Activity -> Your reply should contain only the line with "Where can you find the dirt path" and the lines after it through the end of the data, each written out exactly.

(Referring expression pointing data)
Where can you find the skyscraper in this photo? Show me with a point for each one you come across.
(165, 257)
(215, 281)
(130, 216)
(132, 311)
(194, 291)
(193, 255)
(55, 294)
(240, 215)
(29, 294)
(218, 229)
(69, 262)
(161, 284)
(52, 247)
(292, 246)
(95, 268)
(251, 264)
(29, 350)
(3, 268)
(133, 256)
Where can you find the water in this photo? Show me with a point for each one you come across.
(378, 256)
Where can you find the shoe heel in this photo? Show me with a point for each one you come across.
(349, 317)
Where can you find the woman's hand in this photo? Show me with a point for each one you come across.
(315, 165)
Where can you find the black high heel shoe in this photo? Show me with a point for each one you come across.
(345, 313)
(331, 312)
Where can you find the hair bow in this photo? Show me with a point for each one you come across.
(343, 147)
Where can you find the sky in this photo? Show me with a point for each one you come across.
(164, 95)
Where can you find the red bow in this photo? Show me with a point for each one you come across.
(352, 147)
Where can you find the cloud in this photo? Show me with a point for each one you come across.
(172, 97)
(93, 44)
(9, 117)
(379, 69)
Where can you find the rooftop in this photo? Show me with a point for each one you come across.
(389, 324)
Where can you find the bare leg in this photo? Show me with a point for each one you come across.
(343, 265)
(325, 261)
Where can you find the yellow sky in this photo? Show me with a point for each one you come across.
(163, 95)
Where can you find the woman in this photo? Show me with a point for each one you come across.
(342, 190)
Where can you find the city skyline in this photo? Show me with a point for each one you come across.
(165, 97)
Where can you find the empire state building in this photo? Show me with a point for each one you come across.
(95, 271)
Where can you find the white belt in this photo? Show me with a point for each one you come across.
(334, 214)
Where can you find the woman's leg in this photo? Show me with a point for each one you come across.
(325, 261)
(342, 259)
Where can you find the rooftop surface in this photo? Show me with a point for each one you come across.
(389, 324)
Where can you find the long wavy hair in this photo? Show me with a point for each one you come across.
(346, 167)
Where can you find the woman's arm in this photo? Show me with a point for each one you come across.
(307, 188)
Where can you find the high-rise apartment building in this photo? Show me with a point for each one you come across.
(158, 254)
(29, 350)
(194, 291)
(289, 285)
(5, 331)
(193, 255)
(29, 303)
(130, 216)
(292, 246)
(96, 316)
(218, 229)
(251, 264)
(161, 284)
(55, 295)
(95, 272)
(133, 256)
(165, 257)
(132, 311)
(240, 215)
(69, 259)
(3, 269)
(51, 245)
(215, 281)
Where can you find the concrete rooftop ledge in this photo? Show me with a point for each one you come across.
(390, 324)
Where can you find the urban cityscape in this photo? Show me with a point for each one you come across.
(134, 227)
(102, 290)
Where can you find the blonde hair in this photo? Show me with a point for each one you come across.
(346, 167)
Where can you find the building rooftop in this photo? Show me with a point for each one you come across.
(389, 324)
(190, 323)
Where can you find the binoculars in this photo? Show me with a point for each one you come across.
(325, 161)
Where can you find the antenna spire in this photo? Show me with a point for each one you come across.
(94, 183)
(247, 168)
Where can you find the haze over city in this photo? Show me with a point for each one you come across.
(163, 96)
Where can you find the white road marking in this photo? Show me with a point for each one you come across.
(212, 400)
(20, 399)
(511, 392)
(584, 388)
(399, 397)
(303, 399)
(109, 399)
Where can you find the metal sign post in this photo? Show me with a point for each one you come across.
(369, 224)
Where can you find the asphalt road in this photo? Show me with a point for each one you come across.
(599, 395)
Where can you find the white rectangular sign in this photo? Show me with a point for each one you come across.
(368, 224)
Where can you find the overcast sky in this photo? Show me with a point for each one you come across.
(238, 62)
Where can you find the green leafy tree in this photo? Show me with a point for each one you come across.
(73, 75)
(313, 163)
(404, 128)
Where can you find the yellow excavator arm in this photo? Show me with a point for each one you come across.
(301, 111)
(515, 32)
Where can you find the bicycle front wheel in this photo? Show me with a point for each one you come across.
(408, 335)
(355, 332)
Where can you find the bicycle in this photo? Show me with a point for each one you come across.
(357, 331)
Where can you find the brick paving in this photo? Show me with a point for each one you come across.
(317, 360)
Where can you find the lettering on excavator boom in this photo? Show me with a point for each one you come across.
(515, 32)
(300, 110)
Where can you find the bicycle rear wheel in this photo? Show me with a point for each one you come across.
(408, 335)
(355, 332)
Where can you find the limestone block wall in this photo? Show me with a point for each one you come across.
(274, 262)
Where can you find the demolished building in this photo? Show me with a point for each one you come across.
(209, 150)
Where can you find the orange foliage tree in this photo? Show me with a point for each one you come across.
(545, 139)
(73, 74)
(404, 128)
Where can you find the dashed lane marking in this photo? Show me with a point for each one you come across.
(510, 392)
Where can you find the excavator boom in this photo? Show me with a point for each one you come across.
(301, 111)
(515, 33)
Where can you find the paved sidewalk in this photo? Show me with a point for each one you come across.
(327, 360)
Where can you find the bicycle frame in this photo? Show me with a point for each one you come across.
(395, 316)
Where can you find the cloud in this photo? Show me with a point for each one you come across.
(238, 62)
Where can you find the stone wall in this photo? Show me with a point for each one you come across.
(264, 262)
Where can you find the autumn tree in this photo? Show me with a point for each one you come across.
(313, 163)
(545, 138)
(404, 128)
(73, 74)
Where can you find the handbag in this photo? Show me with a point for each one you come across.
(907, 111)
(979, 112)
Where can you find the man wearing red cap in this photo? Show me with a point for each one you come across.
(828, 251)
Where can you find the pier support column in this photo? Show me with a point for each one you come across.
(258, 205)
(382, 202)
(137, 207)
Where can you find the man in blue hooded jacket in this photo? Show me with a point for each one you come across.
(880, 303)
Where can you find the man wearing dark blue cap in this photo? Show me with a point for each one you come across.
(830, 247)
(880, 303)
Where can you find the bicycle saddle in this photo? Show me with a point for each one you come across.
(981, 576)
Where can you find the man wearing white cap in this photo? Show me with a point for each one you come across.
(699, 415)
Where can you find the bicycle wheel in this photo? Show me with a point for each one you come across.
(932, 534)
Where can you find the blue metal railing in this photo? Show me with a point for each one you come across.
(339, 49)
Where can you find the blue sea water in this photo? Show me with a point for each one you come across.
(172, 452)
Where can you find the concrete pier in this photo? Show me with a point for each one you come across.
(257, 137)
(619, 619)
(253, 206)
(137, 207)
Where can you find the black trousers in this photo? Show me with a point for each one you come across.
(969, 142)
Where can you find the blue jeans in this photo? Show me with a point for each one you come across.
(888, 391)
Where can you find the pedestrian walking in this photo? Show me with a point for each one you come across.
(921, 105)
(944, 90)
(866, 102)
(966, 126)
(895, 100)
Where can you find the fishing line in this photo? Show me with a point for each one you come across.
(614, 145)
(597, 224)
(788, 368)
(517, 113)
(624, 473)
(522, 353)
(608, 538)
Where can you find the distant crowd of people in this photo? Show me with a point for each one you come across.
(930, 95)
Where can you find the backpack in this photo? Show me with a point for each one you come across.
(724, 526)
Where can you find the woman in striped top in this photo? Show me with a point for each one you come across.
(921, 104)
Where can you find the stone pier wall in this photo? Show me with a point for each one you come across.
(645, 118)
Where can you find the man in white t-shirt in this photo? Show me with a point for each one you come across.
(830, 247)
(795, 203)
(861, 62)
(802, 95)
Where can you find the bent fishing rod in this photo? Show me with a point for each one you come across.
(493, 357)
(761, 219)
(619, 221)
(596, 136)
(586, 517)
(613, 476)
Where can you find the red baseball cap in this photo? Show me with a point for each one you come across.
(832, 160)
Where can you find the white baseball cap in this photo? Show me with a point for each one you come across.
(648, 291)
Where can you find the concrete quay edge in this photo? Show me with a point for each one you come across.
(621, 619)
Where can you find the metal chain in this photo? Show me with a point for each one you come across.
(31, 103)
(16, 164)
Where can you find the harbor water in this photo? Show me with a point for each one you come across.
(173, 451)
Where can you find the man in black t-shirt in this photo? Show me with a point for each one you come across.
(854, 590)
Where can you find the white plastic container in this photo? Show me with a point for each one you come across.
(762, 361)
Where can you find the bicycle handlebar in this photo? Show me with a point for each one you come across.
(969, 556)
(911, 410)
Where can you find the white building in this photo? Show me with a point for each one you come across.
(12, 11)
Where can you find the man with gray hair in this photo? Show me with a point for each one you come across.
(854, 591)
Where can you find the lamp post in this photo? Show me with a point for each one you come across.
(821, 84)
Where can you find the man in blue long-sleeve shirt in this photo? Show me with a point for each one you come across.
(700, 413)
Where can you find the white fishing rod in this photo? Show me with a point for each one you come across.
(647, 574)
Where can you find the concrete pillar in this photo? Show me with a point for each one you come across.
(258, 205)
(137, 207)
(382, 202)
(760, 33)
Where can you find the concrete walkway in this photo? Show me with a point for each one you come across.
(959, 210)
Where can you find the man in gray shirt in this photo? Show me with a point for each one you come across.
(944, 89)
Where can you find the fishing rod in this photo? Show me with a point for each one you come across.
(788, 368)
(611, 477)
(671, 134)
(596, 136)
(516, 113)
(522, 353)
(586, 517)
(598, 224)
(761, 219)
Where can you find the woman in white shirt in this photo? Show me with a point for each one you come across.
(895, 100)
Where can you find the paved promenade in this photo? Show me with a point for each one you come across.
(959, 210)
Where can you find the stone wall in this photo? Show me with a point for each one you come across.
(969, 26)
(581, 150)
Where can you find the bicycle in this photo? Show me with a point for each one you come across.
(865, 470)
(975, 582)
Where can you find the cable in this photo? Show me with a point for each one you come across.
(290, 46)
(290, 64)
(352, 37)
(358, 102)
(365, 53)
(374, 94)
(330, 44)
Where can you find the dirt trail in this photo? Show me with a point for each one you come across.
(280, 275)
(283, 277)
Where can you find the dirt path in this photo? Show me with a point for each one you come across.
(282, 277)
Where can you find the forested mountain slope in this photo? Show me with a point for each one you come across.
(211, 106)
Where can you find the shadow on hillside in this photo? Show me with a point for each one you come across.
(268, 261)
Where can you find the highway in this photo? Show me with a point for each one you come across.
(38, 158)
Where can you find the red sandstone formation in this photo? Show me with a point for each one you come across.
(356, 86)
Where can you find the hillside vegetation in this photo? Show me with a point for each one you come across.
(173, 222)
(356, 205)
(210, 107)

Solved exercise ->
Where can you find the dirt path in this photo? Show me with a point for each one you come across.
(282, 277)
Where can you find the forested mountain slope in this photo? Show me with a point for each one you come across.
(211, 106)
Where can you find the shadow on hillside in this photo? Show me with a point for each one you come across.
(268, 261)
Where can you find the highway in this photo? Show me with a point for each one you come across.
(38, 158)
Where can you find the red sandstone formation in this photo? Show me with a point for each one you come across.
(356, 86)
Where can you find the hillside vegetation in this photo? Show me with a point for each one you come across.
(173, 222)
(356, 205)
(210, 107)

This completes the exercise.